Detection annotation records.

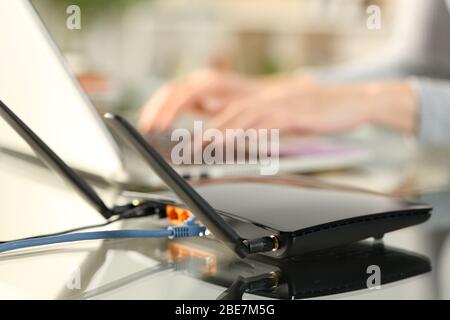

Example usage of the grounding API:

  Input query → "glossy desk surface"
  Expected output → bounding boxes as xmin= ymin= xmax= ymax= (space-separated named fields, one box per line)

xmin=0 ymin=148 xmax=450 ymax=299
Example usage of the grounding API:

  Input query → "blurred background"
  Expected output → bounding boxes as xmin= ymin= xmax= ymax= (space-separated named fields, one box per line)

xmin=32 ymin=0 xmax=390 ymax=118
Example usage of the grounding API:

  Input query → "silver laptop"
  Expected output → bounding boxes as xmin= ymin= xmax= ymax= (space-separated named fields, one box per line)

xmin=0 ymin=0 xmax=370 ymax=184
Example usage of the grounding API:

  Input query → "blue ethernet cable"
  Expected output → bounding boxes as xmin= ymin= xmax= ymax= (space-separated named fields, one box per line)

xmin=0 ymin=217 xmax=206 ymax=253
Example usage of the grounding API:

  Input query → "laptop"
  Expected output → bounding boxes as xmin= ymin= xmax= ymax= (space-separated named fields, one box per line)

xmin=0 ymin=0 xmax=371 ymax=185
xmin=0 ymin=0 xmax=432 ymax=259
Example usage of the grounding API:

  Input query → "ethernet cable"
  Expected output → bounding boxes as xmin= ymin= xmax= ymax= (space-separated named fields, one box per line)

xmin=0 ymin=217 xmax=206 ymax=253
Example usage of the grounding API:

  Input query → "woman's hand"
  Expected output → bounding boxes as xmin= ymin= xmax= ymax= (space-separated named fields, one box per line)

xmin=138 ymin=69 xmax=259 ymax=133
xmin=211 ymin=82 xmax=417 ymax=134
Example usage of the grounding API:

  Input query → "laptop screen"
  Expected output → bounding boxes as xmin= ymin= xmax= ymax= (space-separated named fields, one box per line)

xmin=0 ymin=0 xmax=122 ymax=179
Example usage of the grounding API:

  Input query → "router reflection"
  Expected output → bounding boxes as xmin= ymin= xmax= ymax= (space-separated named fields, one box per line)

xmin=59 ymin=238 xmax=431 ymax=300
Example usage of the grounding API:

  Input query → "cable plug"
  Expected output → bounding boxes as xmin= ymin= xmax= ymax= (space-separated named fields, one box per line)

xmin=167 ymin=216 xmax=206 ymax=239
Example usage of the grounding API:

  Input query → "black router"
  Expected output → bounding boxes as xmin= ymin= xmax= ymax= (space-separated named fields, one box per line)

xmin=0 ymin=101 xmax=432 ymax=258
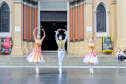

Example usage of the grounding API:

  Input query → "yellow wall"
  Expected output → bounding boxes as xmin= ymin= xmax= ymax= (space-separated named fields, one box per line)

xmin=0 ymin=0 xmax=126 ymax=55
xmin=69 ymin=0 xmax=126 ymax=55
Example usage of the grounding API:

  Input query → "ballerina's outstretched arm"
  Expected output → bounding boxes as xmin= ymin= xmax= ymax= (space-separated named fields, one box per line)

xmin=33 ymin=27 xmax=38 ymax=40
xmin=62 ymin=29 xmax=68 ymax=42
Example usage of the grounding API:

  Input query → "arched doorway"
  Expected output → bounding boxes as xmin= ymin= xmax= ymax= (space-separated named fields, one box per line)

xmin=40 ymin=11 xmax=67 ymax=51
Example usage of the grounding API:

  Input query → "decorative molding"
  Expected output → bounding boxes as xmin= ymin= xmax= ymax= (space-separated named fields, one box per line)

xmin=0 ymin=0 xmax=12 ymax=37
xmin=94 ymin=0 xmax=110 ymax=37
xmin=84 ymin=1 xmax=93 ymax=4
xmin=14 ymin=0 xmax=23 ymax=3
xmin=40 ymin=1 xmax=67 ymax=11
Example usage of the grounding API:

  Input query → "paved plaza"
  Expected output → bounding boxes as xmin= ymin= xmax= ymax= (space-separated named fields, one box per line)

xmin=0 ymin=68 xmax=126 ymax=84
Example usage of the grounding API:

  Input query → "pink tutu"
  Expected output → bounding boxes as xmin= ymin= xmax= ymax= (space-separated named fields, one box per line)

xmin=83 ymin=51 xmax=98 ymax=64
xmin=26 ymin=48 xmax=45 ymax=63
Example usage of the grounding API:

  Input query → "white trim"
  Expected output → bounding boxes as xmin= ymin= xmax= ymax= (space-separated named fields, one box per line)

xmin=94 ymin=0 xmax=110 ymax=37
xmin=67 ymin=2 xmax=70 ymax=51
xmin=0 ymin=66 xmax=126 ymax=69
xmin=38 ymin=1 xmax=41 ymax=34
xmin=0 ymin=0 xmax=12 ymax=37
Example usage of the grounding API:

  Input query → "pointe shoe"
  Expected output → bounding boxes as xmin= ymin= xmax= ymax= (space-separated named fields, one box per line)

xmin=35 ymin=68 xmax=39 ymax=74
xmin=59 ymin=69 xmax=62 ymax=74
xmin=89 ymin=69 xmax=92 ymax=73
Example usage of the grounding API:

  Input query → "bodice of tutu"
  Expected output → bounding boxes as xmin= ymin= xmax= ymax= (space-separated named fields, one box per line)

xmin=35 ymin=42 xmax=41 ymax=49
xmin=88 ymin=44 xmax=95 ymax=51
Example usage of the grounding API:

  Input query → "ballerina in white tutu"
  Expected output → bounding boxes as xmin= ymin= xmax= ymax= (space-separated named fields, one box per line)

xmin=83 ymin=33 xmax=98 ymax=73
xmin=26 ymin=28 xmax=46 ymax=73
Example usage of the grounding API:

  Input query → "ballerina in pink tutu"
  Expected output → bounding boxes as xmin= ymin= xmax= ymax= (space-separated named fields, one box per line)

xmin=26 ymin=28 xmax=46 ymax=73
xmin=83 ymin=33 xmax=98 ymax=73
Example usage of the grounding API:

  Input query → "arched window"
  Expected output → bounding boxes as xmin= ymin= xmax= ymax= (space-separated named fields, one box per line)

xmin=0 ymin=3 xmax=10 ymax=32
xmin=96 ymin=4 xmax=106 ymax=32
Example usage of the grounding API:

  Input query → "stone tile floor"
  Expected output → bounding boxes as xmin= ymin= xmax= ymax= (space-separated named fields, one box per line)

xmin=0 ymin=68 xmax=126 ymax=84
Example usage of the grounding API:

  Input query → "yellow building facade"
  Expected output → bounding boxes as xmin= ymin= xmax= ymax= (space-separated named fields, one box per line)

xmin=0 ymin=0 xmax=126 ymax=55
xmin=69 ymin=0 xmax=126 ymax=55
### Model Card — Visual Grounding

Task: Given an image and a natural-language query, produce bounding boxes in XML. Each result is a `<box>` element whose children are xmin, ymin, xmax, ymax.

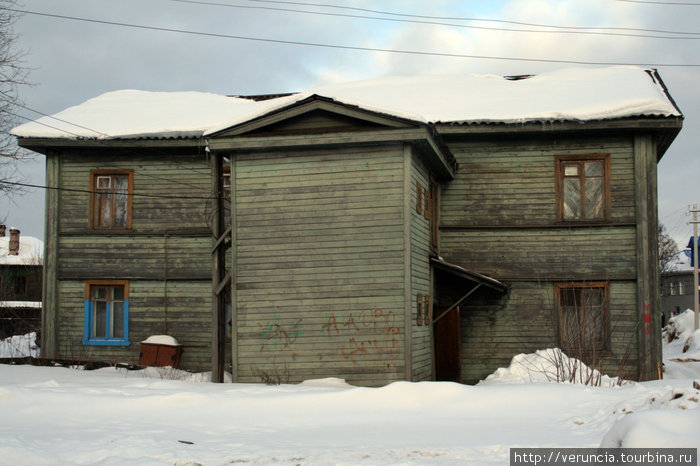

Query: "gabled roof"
<box><xmin>12</xmin><ymin>67</ymin><xmax>682</xmax><ymax>140</ymax></box>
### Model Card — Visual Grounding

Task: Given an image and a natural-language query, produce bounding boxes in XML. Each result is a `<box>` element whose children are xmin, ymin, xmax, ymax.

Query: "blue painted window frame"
<box><xmin>83</xmin><ymin>282</ymin><xmax>131</xmax><ymax>346</ymax></box>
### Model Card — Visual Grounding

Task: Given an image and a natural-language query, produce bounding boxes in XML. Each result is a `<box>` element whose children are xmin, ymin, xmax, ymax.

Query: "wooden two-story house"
<box><xmin>13</xmin><ymin>67</ymin><xmax>683</xmax><ymax>385</ymax></box>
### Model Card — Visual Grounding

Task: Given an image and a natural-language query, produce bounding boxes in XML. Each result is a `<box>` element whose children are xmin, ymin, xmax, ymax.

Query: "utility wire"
<box><xmin>242</xmin><ymin>0</ymin><xmax>700</xmax><ymax>34</ymax></box>
<box><xmin>15</xmin><ymin>103</ymin><xmax>110</xmax><ymax>137</ymax></box>
<box><xmin>0</xmin><ymin>181</ymin><xmax>226</xmax><ymax>200</ymax></box>
<box><xmin>169</xmin><ymin>0</ymin><xmax>700</xmax><ymax>40</ymax></box>
<box><xmin>617</xmin><ymin>0</ymin><xmax>700</xmax><ymax>6</ymax></box>
<box><xmin>8</xmin><ymin>8</ymin><xmax>700</xmax><ymax>68</ymax></box>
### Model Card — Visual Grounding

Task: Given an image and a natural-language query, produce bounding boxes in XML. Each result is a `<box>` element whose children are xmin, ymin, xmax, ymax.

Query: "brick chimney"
<box><xmin>10</xmin><ymin>228</ymin><xmax>19</xmax><ymax>256</ymax></box>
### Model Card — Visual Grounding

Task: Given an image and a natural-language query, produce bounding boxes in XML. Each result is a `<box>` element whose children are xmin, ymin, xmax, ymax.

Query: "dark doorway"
<box><xmin>433</xmin><ymin>306</ymin><xmax>462</xmax><ymax>382</ymax></box>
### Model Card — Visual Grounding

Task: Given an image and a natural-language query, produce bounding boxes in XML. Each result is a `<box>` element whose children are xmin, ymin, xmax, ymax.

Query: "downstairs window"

EXERCISE DETAILS.
How many lines of the entries above contain the string "cable"? Treat uppercase and lowercase as different, and reply with the number alone.

RESPONSE TO THE EXERCISE.
3